> [ACTIVITY]: Keeping every word and mark, copy all of the data.

> [ENTRIES SHOWN]:

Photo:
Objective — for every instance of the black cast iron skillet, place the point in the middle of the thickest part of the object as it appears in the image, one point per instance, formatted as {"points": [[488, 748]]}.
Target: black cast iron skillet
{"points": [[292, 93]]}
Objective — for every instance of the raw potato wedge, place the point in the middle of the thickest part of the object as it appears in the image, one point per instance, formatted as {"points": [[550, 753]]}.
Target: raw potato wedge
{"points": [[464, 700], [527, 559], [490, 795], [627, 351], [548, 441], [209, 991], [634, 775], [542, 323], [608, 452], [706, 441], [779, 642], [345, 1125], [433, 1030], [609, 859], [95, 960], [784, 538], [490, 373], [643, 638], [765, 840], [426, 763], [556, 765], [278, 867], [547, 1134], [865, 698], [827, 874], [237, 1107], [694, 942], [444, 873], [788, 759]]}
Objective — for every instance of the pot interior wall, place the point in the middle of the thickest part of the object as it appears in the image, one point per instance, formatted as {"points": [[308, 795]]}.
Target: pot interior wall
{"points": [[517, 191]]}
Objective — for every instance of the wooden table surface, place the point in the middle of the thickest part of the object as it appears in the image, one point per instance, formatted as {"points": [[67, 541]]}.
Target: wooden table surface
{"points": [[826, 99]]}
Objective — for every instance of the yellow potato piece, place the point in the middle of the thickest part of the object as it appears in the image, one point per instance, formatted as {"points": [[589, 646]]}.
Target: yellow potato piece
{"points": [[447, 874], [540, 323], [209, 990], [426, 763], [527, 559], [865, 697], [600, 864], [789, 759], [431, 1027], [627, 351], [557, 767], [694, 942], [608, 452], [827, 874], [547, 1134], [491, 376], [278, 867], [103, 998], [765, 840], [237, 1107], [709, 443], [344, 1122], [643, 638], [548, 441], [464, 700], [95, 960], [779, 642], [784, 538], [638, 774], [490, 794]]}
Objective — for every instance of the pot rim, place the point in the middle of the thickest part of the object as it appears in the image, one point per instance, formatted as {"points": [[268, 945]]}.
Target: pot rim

> [RESPONSE TO THIS EXERCISE]:
Photo:
Objective — for every instance of the black cast iron skillet, place the point in the middle of the thickest part of the object as it appears in the image, one point per instance, formatted as {"points": [[488, 748]]}.
Target: black cast iron skillet
{"points": [[292, 93]]}
Objective — for every instance of the raw potato wedge, place the point in the middle of the thickest part of the object as it appears in the image, one point per instance, formatted as {"points": [[550, 753]]}.
Target: raw potato wedge
{"points": [[464, 700], [527, 559], [490, 795], [627, 351], [548, 441], [209, 991], [634, 775], [542, 323], [608, 452], [706, 441], [779, 642], [345, 1125], [433, 1030], [609, 859], [95, 960], [784, 538], [490, 373], [643, 638], [765, 840], [426, 763], [556, 765], [278, 867], [547, 1134], [865, 698], [827, 874], [237, 1107], [694, 942], [444, 873], [788, 759]]}
Objective — for every instance of the pot interior wall, place the point in the middle of the thickest part of the object as it appears in the image, one point per instance, formatted as {"points": [[308, 795]]}.
Target: pot interior wall
{"points": [[517, 191]]}
Objective — for every instance of the wooden table surface, place the point in the middle of the thickest part of the object as it appears in the image, one point per instance, formatted as {"points": [[67, 541]]}.
Target: wooden table surface
{"points": [[826, 99]]}
Objective — for every instance of the yellow potato piece, place the point in the middle of the thickest part of the object as it appears in the image, one point per instance, formatted as {"points": [[589, 646]]}.
Target: yellow potato piece
{"points": [[447, 874], [540, 323], [209, 990], [426, 763], [527, 559], [865, 697], [600, 864], [789, 759], [431, 1027], [627, 351], [557, 767], [694, 942], [608, 452], [827, 874], [547, 1134], [491, 376], [278, 867], [103, 998], [765, 840], [237, 1107], [709, 443], [344, 1122], [643, 638], [548, 441], [464, 700], [95, 960], [779, 642], [784, 538], [638, 774], [490, 794]]}
Objective — for every instance of the pot rim, place the point in the middle of the thickest part of the object as it appears in the image, one point per instance, formatted as {"points": [[268, 945]]}.
Target: pot rim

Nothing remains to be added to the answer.